- [Task]
Pick out every line in the entries below that contains the word "face", and copy each of those lines.

- [Stored records]
···
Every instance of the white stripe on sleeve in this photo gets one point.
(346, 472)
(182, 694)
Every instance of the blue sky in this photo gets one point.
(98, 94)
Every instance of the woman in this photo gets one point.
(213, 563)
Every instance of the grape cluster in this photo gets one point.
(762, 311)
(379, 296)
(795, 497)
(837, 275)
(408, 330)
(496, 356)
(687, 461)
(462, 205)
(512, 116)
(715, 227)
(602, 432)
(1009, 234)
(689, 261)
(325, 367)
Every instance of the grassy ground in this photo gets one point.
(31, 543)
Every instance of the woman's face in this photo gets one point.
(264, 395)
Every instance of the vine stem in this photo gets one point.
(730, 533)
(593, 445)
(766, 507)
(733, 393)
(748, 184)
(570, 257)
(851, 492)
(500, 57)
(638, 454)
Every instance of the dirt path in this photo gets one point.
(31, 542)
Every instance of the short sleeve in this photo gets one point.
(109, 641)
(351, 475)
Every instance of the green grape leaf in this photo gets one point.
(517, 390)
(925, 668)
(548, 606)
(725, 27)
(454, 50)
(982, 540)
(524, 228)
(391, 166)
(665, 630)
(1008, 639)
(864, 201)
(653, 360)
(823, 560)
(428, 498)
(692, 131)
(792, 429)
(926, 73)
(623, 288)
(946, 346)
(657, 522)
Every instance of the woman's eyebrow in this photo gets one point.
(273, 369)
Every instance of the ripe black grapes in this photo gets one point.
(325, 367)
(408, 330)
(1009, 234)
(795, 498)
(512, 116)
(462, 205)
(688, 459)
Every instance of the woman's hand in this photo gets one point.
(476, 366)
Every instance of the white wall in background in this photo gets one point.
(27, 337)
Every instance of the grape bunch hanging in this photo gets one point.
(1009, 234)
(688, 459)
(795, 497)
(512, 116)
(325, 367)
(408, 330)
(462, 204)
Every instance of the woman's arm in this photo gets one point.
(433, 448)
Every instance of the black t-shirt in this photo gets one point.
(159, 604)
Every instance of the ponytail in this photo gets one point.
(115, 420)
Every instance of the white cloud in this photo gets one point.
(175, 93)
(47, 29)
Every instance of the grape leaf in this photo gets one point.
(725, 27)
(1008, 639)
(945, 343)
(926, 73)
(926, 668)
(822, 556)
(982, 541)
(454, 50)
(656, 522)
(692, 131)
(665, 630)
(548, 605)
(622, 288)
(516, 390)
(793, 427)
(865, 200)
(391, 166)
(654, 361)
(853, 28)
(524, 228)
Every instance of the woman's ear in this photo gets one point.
···
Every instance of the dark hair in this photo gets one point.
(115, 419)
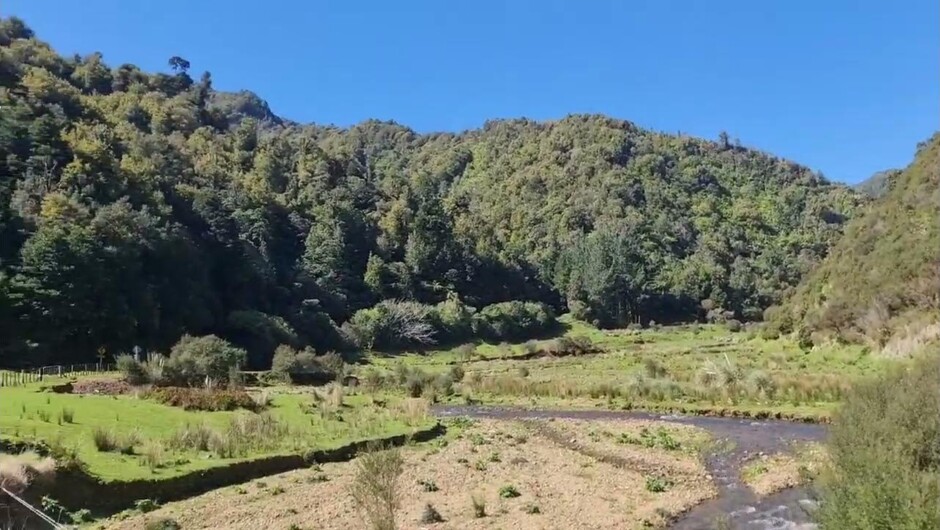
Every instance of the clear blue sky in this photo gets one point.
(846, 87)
···
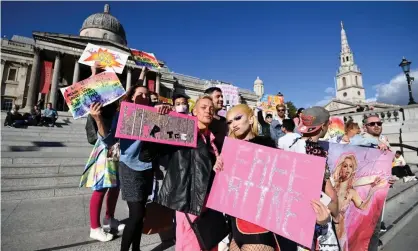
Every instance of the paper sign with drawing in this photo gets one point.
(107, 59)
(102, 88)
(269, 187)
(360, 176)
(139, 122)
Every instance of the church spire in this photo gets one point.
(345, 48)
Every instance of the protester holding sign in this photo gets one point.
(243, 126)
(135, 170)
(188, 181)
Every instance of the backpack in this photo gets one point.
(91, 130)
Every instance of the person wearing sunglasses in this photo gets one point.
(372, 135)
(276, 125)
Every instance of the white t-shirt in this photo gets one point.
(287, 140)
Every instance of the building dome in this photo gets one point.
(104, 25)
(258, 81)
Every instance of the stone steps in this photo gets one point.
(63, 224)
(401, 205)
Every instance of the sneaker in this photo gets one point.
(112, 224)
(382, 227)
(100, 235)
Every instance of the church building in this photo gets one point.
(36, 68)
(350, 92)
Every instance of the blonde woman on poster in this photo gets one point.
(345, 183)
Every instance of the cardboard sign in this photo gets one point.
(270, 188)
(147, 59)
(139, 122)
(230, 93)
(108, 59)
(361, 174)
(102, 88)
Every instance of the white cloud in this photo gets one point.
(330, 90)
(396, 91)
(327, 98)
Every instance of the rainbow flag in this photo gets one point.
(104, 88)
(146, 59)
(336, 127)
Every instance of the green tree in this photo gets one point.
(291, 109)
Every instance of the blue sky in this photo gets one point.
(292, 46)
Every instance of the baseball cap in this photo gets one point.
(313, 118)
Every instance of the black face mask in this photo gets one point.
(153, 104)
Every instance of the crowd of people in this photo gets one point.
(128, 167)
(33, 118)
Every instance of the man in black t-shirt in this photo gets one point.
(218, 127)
···
- [Finished exercise]
Every instance of the woman's face in this photo gets one point.
Every instance of the black face mask in this photo gets one point.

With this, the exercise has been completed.